TASK REQUIREMENTS: Return the rows below word for word, everything from the line containing "On this screenshot, the stack" down to the line containing "[132,65,389,77]", with both of those lines included.
_ _ _ _
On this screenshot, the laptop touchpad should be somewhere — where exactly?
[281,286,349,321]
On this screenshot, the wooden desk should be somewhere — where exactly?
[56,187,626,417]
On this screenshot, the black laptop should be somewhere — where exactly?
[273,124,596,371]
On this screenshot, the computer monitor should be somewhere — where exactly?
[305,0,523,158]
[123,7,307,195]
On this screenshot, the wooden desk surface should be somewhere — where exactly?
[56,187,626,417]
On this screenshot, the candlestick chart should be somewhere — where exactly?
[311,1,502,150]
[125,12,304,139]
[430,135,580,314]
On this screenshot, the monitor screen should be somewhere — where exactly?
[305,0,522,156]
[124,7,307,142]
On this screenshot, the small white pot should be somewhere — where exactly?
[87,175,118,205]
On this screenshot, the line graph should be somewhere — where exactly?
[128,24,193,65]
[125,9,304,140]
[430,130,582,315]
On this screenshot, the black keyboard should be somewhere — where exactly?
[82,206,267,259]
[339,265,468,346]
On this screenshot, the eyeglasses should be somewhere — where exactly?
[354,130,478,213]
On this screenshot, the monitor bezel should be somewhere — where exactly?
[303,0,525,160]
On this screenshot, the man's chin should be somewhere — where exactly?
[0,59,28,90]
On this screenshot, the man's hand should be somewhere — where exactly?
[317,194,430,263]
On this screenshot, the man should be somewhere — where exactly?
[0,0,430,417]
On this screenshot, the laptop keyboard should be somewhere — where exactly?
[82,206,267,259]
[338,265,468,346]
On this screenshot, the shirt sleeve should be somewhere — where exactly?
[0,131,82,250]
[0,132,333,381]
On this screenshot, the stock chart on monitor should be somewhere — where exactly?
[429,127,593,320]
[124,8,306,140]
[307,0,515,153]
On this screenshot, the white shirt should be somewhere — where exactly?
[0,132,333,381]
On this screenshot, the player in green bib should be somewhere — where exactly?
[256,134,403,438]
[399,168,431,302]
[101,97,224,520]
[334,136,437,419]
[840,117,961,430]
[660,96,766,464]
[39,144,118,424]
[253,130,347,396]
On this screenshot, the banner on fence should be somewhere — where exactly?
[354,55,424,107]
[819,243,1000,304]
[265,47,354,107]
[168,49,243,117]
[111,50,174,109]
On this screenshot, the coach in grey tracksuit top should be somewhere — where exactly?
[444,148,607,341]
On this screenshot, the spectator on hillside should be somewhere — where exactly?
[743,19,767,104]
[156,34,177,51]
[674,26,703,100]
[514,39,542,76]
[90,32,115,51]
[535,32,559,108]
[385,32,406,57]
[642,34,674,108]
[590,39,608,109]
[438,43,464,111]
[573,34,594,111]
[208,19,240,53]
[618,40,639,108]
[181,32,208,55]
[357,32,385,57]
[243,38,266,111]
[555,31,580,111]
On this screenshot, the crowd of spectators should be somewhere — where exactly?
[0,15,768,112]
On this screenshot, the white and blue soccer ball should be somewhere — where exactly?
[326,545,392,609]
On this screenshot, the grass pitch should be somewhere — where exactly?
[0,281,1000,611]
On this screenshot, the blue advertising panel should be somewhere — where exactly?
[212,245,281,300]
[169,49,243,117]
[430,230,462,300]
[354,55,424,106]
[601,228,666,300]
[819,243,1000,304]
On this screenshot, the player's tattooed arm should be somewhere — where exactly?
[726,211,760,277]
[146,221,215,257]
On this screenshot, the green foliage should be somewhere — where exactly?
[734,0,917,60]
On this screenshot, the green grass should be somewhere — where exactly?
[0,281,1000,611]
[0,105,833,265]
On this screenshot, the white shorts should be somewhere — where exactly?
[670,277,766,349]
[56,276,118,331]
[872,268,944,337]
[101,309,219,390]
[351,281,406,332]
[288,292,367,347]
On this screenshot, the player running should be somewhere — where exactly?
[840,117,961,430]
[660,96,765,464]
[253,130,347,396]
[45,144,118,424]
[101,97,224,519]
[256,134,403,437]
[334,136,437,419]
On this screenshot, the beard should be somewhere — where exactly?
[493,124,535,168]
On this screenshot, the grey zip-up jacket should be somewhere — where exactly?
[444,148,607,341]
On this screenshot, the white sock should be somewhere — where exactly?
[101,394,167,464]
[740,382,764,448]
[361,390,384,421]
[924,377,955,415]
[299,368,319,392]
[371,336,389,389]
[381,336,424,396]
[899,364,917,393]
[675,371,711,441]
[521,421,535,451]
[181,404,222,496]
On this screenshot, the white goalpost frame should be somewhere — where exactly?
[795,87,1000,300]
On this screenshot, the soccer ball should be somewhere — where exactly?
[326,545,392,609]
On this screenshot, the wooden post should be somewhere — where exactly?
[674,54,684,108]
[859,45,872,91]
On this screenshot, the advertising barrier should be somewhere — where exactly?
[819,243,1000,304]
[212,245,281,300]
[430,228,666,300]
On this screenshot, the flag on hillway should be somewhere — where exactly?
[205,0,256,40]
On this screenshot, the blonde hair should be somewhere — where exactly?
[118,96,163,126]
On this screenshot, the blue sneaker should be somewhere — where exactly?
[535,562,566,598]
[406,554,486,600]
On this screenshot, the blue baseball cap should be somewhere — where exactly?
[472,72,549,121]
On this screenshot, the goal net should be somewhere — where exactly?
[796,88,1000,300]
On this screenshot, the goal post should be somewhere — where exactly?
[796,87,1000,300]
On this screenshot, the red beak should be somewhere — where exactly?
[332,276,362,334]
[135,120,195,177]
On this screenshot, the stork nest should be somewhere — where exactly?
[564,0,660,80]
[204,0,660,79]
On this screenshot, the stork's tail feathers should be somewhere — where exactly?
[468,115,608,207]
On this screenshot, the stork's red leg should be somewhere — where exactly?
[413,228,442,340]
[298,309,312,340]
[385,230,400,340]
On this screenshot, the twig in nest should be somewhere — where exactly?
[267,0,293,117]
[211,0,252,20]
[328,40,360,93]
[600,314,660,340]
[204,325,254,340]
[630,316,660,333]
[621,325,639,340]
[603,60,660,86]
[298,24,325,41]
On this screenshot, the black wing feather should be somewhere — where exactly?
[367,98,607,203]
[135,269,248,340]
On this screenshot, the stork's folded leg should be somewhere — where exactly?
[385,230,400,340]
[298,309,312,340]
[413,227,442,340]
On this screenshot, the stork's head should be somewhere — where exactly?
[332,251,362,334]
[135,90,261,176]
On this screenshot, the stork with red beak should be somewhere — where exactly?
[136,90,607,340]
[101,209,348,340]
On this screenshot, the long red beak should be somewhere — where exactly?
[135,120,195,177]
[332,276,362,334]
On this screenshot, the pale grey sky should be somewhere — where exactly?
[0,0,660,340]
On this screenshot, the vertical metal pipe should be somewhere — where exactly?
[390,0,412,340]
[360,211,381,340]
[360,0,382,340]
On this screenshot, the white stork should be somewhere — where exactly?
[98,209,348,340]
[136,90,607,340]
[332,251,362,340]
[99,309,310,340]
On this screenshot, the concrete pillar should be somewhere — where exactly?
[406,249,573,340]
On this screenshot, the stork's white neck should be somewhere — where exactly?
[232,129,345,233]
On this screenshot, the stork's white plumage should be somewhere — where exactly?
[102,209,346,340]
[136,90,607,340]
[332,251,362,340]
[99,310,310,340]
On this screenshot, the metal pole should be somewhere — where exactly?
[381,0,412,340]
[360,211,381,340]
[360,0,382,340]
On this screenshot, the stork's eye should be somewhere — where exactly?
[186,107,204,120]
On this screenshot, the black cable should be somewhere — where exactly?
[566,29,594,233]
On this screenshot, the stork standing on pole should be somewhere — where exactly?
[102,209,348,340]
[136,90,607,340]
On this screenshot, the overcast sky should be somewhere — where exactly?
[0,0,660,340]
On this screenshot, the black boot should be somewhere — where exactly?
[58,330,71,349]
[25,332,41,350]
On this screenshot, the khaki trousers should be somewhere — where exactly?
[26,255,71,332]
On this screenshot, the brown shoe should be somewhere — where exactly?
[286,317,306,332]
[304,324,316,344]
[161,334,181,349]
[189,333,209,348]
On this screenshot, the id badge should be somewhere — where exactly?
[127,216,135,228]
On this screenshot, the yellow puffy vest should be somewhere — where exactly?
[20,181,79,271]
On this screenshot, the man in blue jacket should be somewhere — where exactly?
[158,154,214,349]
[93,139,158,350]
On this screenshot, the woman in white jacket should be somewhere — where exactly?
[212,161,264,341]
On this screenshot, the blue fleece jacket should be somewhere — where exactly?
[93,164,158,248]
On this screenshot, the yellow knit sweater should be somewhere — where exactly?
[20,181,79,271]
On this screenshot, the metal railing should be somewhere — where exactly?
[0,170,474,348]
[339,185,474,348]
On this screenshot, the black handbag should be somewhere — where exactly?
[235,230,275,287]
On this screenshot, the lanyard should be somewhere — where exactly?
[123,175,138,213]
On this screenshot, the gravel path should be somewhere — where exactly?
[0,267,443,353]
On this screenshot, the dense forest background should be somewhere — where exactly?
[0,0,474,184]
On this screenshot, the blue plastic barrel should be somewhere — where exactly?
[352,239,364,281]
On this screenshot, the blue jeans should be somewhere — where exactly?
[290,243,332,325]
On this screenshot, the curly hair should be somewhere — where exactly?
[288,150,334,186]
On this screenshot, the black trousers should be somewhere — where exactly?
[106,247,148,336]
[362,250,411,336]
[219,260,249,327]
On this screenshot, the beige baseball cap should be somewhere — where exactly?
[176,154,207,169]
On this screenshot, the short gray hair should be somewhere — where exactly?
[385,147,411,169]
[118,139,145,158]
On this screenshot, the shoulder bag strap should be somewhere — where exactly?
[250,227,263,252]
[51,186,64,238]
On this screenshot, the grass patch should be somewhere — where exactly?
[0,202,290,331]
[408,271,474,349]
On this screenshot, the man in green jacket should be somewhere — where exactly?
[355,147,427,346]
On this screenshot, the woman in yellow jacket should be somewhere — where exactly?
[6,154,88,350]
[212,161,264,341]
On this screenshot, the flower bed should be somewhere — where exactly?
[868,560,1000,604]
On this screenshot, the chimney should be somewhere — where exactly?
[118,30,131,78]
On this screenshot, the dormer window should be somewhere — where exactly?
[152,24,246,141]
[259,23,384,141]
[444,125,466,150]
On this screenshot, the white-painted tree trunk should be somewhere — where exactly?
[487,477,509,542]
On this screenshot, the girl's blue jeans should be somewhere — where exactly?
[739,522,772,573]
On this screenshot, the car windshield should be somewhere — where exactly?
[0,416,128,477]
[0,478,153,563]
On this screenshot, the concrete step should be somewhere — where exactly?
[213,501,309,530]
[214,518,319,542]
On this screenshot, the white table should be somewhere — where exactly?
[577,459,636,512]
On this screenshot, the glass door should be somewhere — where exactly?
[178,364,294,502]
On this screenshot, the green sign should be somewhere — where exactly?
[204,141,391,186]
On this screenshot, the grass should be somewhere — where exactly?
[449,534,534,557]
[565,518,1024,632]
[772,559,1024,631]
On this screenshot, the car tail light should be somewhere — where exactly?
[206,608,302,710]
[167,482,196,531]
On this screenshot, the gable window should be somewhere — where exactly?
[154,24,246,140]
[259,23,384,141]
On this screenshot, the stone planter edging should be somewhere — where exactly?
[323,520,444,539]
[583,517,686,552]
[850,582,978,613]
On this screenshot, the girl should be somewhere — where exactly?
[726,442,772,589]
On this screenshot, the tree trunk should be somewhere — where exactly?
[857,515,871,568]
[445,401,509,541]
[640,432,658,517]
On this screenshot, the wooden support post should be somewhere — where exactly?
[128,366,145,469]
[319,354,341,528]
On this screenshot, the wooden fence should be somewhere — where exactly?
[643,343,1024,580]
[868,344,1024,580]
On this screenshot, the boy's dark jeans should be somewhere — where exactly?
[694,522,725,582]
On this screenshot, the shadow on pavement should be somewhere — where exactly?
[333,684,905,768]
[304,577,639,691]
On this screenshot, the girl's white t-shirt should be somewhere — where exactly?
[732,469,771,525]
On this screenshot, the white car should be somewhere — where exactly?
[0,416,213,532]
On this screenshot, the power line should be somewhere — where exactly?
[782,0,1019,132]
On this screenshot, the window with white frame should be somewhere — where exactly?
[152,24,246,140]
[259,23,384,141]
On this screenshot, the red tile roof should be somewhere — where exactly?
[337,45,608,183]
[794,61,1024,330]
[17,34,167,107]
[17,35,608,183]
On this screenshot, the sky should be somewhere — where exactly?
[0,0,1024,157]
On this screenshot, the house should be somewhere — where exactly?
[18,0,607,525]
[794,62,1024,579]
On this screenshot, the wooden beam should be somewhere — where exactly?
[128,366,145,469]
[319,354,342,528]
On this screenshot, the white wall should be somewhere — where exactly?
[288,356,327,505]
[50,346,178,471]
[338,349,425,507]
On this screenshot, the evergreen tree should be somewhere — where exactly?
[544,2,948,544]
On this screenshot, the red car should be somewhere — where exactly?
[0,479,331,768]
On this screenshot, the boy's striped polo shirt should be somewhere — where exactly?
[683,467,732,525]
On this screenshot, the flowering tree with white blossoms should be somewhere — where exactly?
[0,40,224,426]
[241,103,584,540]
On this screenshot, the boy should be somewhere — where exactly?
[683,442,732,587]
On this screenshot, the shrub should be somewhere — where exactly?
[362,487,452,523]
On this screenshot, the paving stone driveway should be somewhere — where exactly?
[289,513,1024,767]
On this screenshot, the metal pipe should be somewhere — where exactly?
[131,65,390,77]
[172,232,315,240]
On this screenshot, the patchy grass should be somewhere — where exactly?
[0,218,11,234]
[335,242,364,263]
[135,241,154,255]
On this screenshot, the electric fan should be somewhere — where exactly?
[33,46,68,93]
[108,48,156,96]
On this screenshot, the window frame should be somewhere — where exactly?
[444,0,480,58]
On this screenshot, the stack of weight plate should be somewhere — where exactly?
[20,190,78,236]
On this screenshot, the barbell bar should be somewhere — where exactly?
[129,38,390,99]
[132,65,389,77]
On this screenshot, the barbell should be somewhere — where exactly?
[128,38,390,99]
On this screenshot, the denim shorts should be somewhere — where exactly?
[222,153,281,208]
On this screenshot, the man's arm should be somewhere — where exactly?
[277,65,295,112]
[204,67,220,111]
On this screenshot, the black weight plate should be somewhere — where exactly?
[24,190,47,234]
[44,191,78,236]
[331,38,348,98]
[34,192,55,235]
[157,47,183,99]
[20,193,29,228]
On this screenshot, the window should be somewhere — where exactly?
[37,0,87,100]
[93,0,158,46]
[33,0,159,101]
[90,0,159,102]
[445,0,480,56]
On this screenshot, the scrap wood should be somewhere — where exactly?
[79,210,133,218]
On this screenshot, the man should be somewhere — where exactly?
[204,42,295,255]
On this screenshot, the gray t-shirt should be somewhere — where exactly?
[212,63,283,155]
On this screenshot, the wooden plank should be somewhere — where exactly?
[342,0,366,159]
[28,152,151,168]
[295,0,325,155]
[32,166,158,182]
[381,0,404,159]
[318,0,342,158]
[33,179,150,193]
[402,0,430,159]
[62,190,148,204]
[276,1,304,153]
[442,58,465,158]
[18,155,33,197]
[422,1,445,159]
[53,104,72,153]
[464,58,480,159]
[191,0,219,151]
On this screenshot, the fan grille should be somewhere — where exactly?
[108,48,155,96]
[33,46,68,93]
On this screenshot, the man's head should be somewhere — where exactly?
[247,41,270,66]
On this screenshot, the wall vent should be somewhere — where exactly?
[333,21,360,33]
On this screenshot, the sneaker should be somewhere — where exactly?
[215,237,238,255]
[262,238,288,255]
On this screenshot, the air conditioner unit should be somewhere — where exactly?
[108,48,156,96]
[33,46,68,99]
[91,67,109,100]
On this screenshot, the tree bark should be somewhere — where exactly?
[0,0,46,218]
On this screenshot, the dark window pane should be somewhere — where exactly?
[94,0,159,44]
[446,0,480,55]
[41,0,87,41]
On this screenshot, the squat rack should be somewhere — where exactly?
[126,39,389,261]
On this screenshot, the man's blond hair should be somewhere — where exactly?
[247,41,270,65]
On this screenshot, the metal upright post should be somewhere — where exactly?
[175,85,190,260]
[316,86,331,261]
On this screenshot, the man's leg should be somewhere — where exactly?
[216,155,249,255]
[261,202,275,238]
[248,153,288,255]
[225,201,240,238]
_ _ _ _
WORKED SOLUTION:
On this screenshot, the stack of weight plate should be somewhere — where exactly?
[20,190,78,236]
On this screenshot, the barbell bar should be somewhere — where exactly?
[129,38,390,99]
[132,65,389,77]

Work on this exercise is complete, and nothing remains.